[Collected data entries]
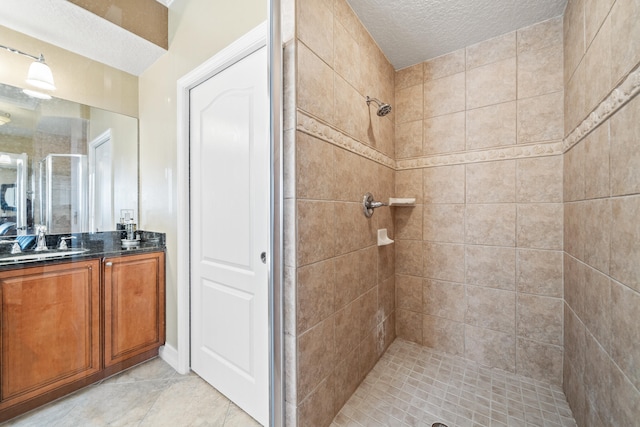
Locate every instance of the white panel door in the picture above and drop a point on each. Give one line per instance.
(229, 172)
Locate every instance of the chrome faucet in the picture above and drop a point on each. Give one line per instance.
(41, 244)
(15, 246)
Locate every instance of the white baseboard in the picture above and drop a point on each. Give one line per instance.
(170, 355)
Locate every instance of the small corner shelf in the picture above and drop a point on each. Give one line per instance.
(404, 201)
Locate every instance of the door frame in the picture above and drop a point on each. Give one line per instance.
(266, 34)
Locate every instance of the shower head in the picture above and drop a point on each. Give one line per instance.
(383, 109)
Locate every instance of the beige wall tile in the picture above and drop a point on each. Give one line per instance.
(596, 163)
(408, 138)
(481, 308)
(315, 85)
(314, 17)
(491, 182)
(443, 334)
(445, 65)
(316, 237)
(596, 382)
(595, 12)
(597, 306)
(540, 35)
(443, 261)
(625, 337)
(539, 272)
(574, 167)
(540, 318)
(317, 409)
(540, 118)
(409, 292)
(540, 71)
(491, 84)
(444, 223)
(409, 183)
(445, 299)
(492, 50)
(625, 241)
(625, 411)
(313, 158)
(574, 276)
(408, 222)
(540, 226)
(575, 106)
(409, 103)
(491, 126)
(539, 360)
(625, 156)
(351, 111)
(315, 357)
(444, 184)
(573, 28)
(597, 235)
(492, 224)
(490, 348)
(444, 95)
(444, 134)
(409, 325)
(315, 294)
(491, 266)
(348, 57)
(347, 279)
(575, 340)
(539, 180)
(409, 255)
(625, 31)
(346, 379)
(347, 333)
(409, 76)
(598, 67)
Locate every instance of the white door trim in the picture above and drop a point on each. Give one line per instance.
(244, 46)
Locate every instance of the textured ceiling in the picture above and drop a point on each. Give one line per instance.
(412, 31)
(73, 28)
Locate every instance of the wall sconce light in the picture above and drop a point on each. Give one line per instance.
(39, 74)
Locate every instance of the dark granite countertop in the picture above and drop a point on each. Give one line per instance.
(83, 246)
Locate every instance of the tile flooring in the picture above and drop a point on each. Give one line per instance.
(413, 385)
(150, 394)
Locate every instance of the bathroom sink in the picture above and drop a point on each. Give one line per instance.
(40, 256)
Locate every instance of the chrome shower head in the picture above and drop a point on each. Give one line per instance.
(383, 109)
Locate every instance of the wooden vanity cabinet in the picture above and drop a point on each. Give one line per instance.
(65, 326)
(50, 331)
(133, 306)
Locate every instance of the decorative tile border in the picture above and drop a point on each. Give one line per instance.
(618, 97)
(513, 152)
(320, 130)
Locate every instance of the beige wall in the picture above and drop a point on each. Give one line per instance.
(77, 78)
(198, 29)
(339, 283)
(602, 207)
(479, 259)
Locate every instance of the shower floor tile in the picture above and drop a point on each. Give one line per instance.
(413, 385)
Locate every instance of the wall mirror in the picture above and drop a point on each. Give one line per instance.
(68, 166)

REQUIRED TASK -
Return the line that contains "Locate every instance of the bathroom" and all lines after it, verbatim, and nothing else.

CORRECT RESULT -
Locate every instance of the bathroom sink in the picture above and drop a point on each. Give one line per instance.
(40, 256)
Locate every instance of the chrome shower head in the picture above and drop a point on each. Give one line per instance.
(383, 109)
Locate every instance of the wooden vanity cabinet in the picture above and drop a point on each. Give one line per instance.
(65, 326)
(50, 331)
(133, 306)
Locate every instance of the decorative tile border in the picture above and drop a point on each. Give one line per instance.
(618, 97)
(513, 152)
(320, 130)
Locate every instance of the beige wall in the picture above and drop a point on each. Give one line per instance.
(77, 78)
(198, 29)
(339, 283)
(602, 207)
(479, 259)
Locate every instance of the shower floor tile in the picture above and drop a point on each. Give one line per instance.
(413, 385)
Locate every instance of the wall mirror in the picture above and drop a point on each. Give one line per instance.
(68, 166)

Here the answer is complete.